Actividad 1: Según el texto, ¿en qué año fue Martha Argerich tapa de la revista de jazz Sounds & Fury?
Actividad 2: Reproduce el fragmento del texto que va desde "El swing de" hasta "directores de orquesta.", ambos incluidos.
Actividad 3: Indica, por favor, si cada afirmación coincide con el texto y responde sí o no, citando las palabras que lo deciden: (a) En el concierto del Carnegie Hall, Argerich tocó la Partita No. 2 en Do menor de Bach. (b) El concierto solista en el Carnegie Hall fue en 1999. (c) En la foto de la revista, Argerich lleva un vestido azul.

Texto para leer:
====
Una de esas ocasiones fue el concierto solista que ofreció en el 2000 en el Carnegie Hall, a beneficio del John Wayne Cancer Institute, donde se operó y curó un cáncer en estado avanzado con una vacuna experimental.
En ese concierto, después de un largo paréntesis debido a su enfermedad, tocó la Partita No. 2 en Do menor de Bach. “Cuando empiezo a tocarla siempre me siento muy cómoda. La amo, me calma. Es como si estuviera improvisando”, contaba Argerich a Georges Gachot en la inolvidable entrevista del documental Evening Talks.
El swing de Martha y las nuevas generaciones
Había pasado apenas un año, después de obtener el primer premio en el Concurso Internacional de Piano Frédéric Chopin, cuando Martha Argerich fue tapa de la revista de jazz Sounds & Fury, en la edición de 1966.
En la foto se la ve con un vestido rojo, al lado del piano, con su magnetismo de siempre. Entre los títulos que acompañan el “retrato íntimo” que el crítico de jazz Ralph Berton hizo de la leyenda del piano, figuran Bob Dylan, The blues bag, algunos de los temas en pleno auge en los ’60 –New Music/new or noise-, y el concurso Mitropoulus para directores de orquesta.
====
Datos mostrados:
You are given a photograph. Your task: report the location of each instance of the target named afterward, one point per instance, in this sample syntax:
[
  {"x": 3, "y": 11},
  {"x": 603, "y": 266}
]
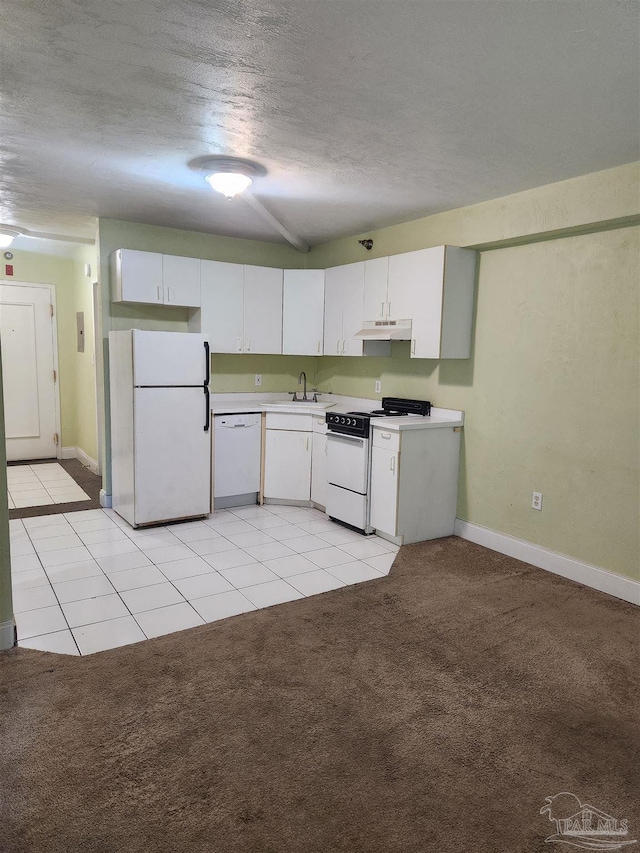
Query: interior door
[{"x": 27, "y": 339}]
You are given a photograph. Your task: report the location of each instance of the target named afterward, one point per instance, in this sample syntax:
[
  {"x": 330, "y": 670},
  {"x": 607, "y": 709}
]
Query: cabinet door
[
  {"x": 376, "y": 278},
  {"x": 181, "y": 280},
  {"x": 303, "y": 312},
  {"x": 221, "y": 315},
  {"x": 319, "y": 469},
  {"x": 262, "y": 310},
  {"x": 287, "y": 465},
  {"x": 352, "y": 308},
  {"x": 384, "y": 489},
  {"x": 139, "y": 276},
  {"x": 415, "y": 287},
  {"x": 333, "y": 288}
]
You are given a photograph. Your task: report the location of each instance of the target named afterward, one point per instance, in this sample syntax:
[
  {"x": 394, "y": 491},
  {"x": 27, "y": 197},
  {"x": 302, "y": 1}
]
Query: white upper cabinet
[
  {"x": 376, "y": 282},
  {"x": 262, "y": 310},
  {"x": 150, "y": 277},
  {"x": 181, "y": 281},
  {"x": 303, "y": 312},
  {"x": 343, "y": 311},
  {"x": 222, "y": 314},
  {"x": 434, "y": 288},
  {"x": 241, "y": 308},
  {"x": 136, "y": 276}
]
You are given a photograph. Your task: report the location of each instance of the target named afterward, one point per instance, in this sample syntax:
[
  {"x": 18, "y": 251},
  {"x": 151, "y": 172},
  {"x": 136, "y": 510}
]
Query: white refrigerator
[{"x": 160, "y": 425}]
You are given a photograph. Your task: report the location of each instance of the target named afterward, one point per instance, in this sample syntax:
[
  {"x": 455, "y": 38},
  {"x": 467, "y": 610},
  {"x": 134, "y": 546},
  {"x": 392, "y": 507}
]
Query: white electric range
[{"x": 349, "y": 459}]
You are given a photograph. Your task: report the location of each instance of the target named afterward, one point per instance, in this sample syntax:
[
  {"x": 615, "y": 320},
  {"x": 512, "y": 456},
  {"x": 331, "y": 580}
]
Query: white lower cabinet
[
  {"x": 414, "y": 483},
  {"x": 384, "y": 496},
  {"x": 319, "y": 462},
  {"x": 287, "y": 458}
]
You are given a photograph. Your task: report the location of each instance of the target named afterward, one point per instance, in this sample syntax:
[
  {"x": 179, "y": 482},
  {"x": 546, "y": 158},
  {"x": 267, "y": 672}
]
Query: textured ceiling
[{"x": 364, "y": 112}]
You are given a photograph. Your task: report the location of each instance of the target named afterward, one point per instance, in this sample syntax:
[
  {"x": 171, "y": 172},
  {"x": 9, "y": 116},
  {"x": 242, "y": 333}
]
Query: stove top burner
[
  {"x": 358, "y": 423},
  {"x": 379, "y": 413}
]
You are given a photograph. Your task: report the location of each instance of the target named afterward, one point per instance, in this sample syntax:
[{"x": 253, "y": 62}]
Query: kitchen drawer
[
  {"x": 320, "y": 423},
  {"x": 389, "y": 439},
  {"x": 299, "y": 423}
]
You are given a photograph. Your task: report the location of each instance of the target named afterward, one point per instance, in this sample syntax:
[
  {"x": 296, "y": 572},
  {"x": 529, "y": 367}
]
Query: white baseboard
[
  {"x": 79, "y": 454},
  {"x": 7, "y": 635},
  {"x": 600, "y": 579}
]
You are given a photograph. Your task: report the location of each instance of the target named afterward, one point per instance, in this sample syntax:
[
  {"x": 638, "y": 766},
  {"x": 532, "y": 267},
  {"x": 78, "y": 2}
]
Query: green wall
[
  {"x": 76, "y": 375},
  {"x": 551, "y": 391}
]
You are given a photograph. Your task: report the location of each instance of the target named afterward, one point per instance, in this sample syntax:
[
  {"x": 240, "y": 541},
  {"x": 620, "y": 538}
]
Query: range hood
[{"x": 385, "y": 330}]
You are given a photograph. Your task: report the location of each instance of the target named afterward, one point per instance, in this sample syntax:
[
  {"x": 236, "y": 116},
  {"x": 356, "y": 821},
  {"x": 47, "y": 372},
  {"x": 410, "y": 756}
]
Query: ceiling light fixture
[
  {"x": 7, "y": 236},
  {"x": 230, "y": 175}
]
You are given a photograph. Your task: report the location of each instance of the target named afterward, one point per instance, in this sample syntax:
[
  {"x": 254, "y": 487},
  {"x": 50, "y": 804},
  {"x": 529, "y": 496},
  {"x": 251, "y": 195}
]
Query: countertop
[{"x": 228, "y": 404}]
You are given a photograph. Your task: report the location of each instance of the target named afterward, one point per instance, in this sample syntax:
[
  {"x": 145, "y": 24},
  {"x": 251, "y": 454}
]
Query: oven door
[{"x": 348, "y": 462}]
====
Respuesta 1: En 1966.

Respuesta 2:
El swing de Martha y las nuevas generaciones
Había pasado apenas un año, después de obtener el primer premio en el Concurso Internacional de Piano Frédéric Chopin, cuando Martha Argerich fue tapa de la revista de jazz Sounds & Fury, en la edición de 1966.
En la foto se la ve con un vestido rojo, al lado del piano, con su magnetismo de siempre. Entre los títulos que acompañan el “retrato íntimo” que el crítico de jazz Ralph Berton hizo de la leyenda del piano, figuran Bob Dylan, The blues bag, algunos de los temas en pleno auge en los ’60 –New Music/new or noise-, y el concurso Mitropoulus para directores de orquesta.

Respuesta 3:
(a) Sí: "tocó la Partita No. 2 en Do menor de Bach".
(b) No: "el concierto solista que ofreció en el 2000 en el Carnegie Hall".
(c) No: "con un vestido rojo".